**Goal**
Transcribe the records exactly. Pictures do not belong in the transcription.

**Exercise input**
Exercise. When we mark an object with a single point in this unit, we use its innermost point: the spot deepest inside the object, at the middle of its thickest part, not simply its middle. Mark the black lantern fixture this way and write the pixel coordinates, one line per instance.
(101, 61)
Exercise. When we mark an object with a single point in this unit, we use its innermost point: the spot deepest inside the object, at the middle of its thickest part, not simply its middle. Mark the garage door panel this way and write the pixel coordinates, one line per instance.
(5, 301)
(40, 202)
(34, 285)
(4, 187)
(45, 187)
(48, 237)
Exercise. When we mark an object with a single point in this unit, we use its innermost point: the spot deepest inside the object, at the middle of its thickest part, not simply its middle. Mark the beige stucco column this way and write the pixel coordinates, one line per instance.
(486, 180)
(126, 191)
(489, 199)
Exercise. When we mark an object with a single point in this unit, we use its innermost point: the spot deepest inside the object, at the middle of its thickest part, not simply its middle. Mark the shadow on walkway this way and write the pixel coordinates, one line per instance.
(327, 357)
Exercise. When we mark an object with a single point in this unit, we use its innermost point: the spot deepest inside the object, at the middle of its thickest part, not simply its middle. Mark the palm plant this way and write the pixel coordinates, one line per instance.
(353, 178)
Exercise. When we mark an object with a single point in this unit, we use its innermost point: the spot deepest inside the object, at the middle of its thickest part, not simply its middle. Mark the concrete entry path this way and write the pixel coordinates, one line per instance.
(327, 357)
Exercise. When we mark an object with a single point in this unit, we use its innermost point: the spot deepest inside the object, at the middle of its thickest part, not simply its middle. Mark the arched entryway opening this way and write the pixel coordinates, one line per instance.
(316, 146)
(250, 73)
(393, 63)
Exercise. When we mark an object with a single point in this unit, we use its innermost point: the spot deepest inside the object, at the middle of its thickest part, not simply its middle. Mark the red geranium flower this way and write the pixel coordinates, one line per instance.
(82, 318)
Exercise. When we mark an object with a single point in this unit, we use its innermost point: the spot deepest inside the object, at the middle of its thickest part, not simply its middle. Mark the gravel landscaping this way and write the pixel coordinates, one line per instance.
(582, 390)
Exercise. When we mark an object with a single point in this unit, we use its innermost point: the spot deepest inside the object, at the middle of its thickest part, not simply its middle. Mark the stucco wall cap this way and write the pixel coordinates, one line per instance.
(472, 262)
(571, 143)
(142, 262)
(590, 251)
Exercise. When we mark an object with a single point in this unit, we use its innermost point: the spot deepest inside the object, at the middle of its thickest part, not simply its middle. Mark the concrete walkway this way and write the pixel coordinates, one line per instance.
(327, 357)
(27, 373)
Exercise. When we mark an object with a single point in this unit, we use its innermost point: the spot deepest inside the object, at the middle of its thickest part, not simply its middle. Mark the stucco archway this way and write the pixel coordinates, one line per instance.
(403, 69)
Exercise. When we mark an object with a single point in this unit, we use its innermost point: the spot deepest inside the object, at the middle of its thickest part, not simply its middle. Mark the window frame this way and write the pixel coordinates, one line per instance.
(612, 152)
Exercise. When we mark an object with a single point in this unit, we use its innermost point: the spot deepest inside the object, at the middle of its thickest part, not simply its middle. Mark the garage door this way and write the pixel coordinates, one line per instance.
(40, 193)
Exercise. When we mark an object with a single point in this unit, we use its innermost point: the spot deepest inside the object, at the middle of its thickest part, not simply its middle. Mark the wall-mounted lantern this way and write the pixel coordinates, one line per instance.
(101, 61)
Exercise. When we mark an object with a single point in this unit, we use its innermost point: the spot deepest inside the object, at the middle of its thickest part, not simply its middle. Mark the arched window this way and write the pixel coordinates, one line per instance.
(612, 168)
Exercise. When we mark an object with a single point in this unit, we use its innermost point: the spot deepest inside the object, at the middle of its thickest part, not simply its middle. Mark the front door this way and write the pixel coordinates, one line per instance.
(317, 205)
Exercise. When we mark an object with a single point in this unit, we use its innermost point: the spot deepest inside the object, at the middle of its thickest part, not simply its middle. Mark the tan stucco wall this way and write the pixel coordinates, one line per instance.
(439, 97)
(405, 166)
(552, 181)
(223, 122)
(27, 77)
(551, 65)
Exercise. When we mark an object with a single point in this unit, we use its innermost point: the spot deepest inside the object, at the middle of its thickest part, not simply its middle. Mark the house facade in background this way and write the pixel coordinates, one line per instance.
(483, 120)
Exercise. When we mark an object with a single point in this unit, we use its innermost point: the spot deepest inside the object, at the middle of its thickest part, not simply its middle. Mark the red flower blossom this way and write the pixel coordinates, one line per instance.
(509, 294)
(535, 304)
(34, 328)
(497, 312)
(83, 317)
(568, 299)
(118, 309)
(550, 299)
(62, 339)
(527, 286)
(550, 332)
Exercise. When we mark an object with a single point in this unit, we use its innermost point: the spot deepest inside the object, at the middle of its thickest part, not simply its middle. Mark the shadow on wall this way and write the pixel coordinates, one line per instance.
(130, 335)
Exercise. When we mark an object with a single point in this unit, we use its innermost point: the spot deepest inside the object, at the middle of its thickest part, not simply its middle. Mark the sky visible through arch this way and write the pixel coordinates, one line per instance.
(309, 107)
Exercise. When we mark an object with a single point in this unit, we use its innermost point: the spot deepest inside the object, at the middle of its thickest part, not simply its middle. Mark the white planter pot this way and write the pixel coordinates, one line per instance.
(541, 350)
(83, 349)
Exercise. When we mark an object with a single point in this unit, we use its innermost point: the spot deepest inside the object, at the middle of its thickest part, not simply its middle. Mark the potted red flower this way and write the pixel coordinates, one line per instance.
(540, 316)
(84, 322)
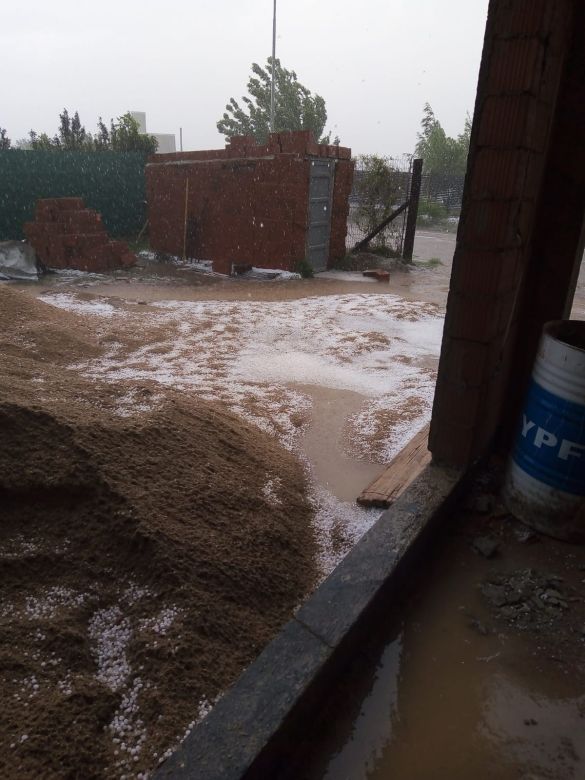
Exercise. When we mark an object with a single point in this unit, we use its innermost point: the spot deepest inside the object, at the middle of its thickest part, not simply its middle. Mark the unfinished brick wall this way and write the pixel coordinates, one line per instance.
(245, 204)
(524, 55)
(67, 235)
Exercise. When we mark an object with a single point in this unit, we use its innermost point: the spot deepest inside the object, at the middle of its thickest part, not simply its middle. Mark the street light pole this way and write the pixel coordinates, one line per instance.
(273, 58)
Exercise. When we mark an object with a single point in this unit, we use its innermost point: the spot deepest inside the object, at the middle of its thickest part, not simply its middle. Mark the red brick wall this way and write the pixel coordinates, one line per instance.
(524, 53)
(67, 235)
(246, 204)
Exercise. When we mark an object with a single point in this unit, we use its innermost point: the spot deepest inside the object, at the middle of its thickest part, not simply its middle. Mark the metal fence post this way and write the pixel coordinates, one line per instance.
(415, 184)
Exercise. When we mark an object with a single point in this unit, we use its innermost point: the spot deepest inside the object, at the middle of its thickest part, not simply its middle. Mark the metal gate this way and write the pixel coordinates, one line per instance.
(320, 196)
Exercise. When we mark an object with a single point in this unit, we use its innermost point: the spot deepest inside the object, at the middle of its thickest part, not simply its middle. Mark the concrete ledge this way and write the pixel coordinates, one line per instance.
(248, 731)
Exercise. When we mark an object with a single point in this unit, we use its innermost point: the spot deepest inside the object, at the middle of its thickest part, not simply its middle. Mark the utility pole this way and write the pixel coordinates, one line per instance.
(273, 58)
(415, 184)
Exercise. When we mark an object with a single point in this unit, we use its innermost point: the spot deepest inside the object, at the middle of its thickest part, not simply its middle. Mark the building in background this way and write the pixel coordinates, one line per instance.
(166, 141)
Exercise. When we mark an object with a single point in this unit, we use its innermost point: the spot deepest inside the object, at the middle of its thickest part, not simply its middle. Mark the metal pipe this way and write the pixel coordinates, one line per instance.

**Task result**
Exercise. When we mark an object with a single point in this unit, we use its innermost point: the spot deepest inside the object, at the middle of its thickest part, not simply its middle. Mark the black lantern fixture this way and write the pixel coordinates, one line per instance.
(101, 61)
Exercise. When we mark an object with a single point in this unit, we use its innermost point: the spot deepest inside the object, at the middle of its thickest part, not simply its middle. Mark the garage door panel this way and write the pixel coordinates, one line per instance.
(5, 301)
(40, 202)
(34, 285)
(4, 187)
(45, 187)
(48, 237)
Exercise. When we mark an object with a single point in this unit, we use its innermost point: the spot deepest inside the object, at the middle of its thickest part, not simply its middle. Mark the beige stucco column this way and write the pixel coordinates, one line per instance.
(486, 180)
(126, 191)
(489, 199)
Exercise. When we mark an object with a single point in this unit, we use its innermost point: the spot deepest inside the object, at the middle of its thickest part, not simply its middle. Mark the shadow on walkway this way and write the pixel coordinates, one line per instance.
(327, 357)
Exercise. When we mark an object with a single point in this unit, we use its innermost point: the spot deepest inside the object, at the middle of its thickest part, not simply its middle. Mark the palm plant this way and write the pixel coordinates, one line per instance.
(353, 178)
Exercise. When we mark an object with a single point in this unit, we use its innermost point: the spot deepest inside the object, at the middle of its thickest part, not simply its middle. Mark the concrete entry path this way and write the pixel coordinates, one line per instance.
(327, 357)
Exercise. When we mark an object with a single point in this unit, we use its innermost point: the spot deepest inside the object, at the middle of its thickest part, not simply its middle. Mark the arched entryway opening this way and write the pixel coordinates, one line per instance.
(316, 146)
(250, 73)
(393, 63)
Exercise. When we mark an object with a single point in this unit, we use its innermost point: the spot deepest inside the object, at the middle of its thickest part, not simply its middle. Mark the red geranium flower this way and write the pixel coordinates, one line per instance.
(82, 318)
Exercise. When we mark an object with a single point in this unit, we use its innermost point: the spot deepest inside the object, at the middle of its thickest part, not simply its middle. Mark the gravel landscaping this way and write the pixel coordinates, one line per instance.
(582, 390)
Exercise. When we mark an object with a single point in this unit, we use its innermost point: the spot deepest inside the object, at the middle of its thickest part, not simply its middle. Mark the stucco wall cap this way and write the pixel coordinates, one line per instance.
(472, 262)
(571, 143)
(142, 262)
(590, 251)
Exercise. When we mark an object with a single point in this unit, we use its innermost point: the spot deepest inside the object, at the middle of its thickest part, not simply its middle. Mark the concrete walkway this way and write the pixel coordinates, one line per instance.
(327, 357)
(27, 373)
Exercise. When we mark an object with a single point in this unit, we use its innermost point: the spot deepest inside the object, at the middle of its thickest part, not simply its middle. Mark the stucco archway this way and write the pixel coordinates, one line per instance.
(403, 69)
Exercise. When we mark an object with a single point in this unit, we use its innermost point: the spot deepest inside the object, at the middle of its thickest part, not simply its middle. Mark the window frame this way and write the pixel coordinates, one line per instance.
(612, 152)
Exercise. When we mark an object with a single point in this unit, we use its innermost point: the spot deepest inside the object, at the middle of its thickest part, not simply its middle. Mark the garage door this way and write the pixel coordinates, one line per instance.
(40, 193)
Exercise. When we mark an object with a single point in this unit, we use its innermost point: the spot deepest inside the object, at the middle of its thickest part, not simply its middle. Mark the wall-mounted lantern this way and write the pixel coordinates, one line per instance.
(101, 61)
Exercise. When we mark an object with a single point in this unit, we use its innermost point: the spot deepest inside the object, at the middle of its thickest part, not simply its middle. Mark the arched window this way and write the pixel coordinates, one line per instance.
(612, 168)
Exercise. When we mark an object with a single point in this unit, we use its innermost point: the spot deepest inside the object, at the middle of its thickest part, not simply its middle. Mark the front door this way and write the pixel coordinates, one line per instance.
(317, 205)
Exercise. When we mark an object with a single point in this unit, we use its innermost point: the spot deepest inside the object, at the middle of its thickest part, not simply its middle. Mark the tan stucco wall this way and write the pixel coordinates, one line per instance.
(439, 97)
(405, 166)
(552, 181)
(223, 122)
(27, 77)
(551, 65)
Exercise. When we mark an object with a single point in this unit, we use its innermost point: the spot deepest inside the object, at the middle of its thickest part, not simply its middle. Mark the house facade in background this way and write the pixel coordinates, one line per instance.
(483, 120)
Exercise. When we mark an object with a single point in this unit, we use its innermost point: the spot deepest inside the object, at the middle of its thickest part, not simply its middle. Mark the red flower blossom this way and write the pixel coordinates, one line per instance.
(509, 294)
(535, 304)
(34, 328)
(497, 312)
(83, 317)
(568, 299)
(118, 309)
(550, 299)
(62, 339)
(527, 286)
(550, 332)
Exercise. When we mark an object with a single point in this unit, we use its innermost point: the spot deepest inside the object, at the middle of its thickest part, not simply its middle. Mark the shadow on wall this way and write the pixel coordinates, one line per instance.
(130, 335)
Exercise. When we mark an object with a single point in this unit, we use its innermost point: the spot deepest inside the object, at the middle of its thickest part, not simply its middle. Mark the sky visible through arch this way and write the pixel coordinates, one line per instance.
(309, 107)
Exercise. When we mark an object with a single point in this unit, we use its innermost point: the spot deepest inside the object, at the middle of its thickest part, not simply its middle. Mark the white planter pot this way and write the pixel coordinates, one line per instance.
(541, 350)
(83, 349)
Exercise. When we mark an object with a single point in this unit, we use its innermost point: the spot deepest inside the object, at the middle of its thickest part, not simply its middle. Mark the potted red flower this way and write the pixel coordinates, one line per instance.
(540, 316)
(84, 322)
Exercise. When we mark an object with a single point in this unit, we use its innermost point: the spot deepest inside the object, at the middle of its thickest part, not simply its middle. Mark the unfinished brick wall this way and write the pixel coordinates, one line per instance.
(245, 204)
(524, 55)
(67, 235)
Exercise. When we mark an object with a single point in this unit, we use its innermost point: the spot deepest inside the object, at the middle of its thickest part, not simply its middle. Mark the street light pole this way and write the pixel coordinates, one line per instance.
(273, 58)
Exercise. When we mark an object with a single point in this unit, we use its innermost point: the spot deepest inside the object, at the middle of its thickest part, not simply its middle. Mark the red brick wall this way and write the pixel coordinates, one line per instance.
(524, 53)
(67, 235)
(246, 204)
Exercise. When we mark an object with a single point in this unit, we use its innermost point: the spot deepest inside the object, at the middle of its thickest part, not simply its middle. Mark the metal fence post this way and write the pixel coordinates, one line per instance.
(415, 184)
Exercise. When we mark an object with a single point in this unit, we use its innermost point: the spot deepest inside the object, at the middle of its thickest part, not simply its middle. Mark the metal gate this way and write the pixel coordinates, one line per instance.
(320, 196)
Exercise. When we mark an object with a single point in this unit, we use its innermost point: the spot deepest inside the object, at the middle of its thickest part, not simply its middle. Mark the concrete ledge this way and write the pixel coordinates, one line per instance.
(248, 731)
Exercise. When we mark an object with a single point in this unit, we use its innermost point: the spot deepest inside the object, at the middle of its thickest part, not simply its middle. Mark the utility pole this way and write the pixel coordinates, one line per instance.
(273, 58)
(415, 184)
Exercise. When we mark an object with a single point in this unit, we use its innermost point: the spot deepest inside the object, at the middle of its thickest part, not simply its middle. Mark the building in background this way and write the pixel coordinates, one line per instance.
(166, 141)
Exercise. When we mark an object with a single point in this unit, we use its innermost point: the spot deepest inside the object, at the middle of its thickest part, not simply its middle. Mark the metal pipe this way and write the pixel coordinates, one line per instance.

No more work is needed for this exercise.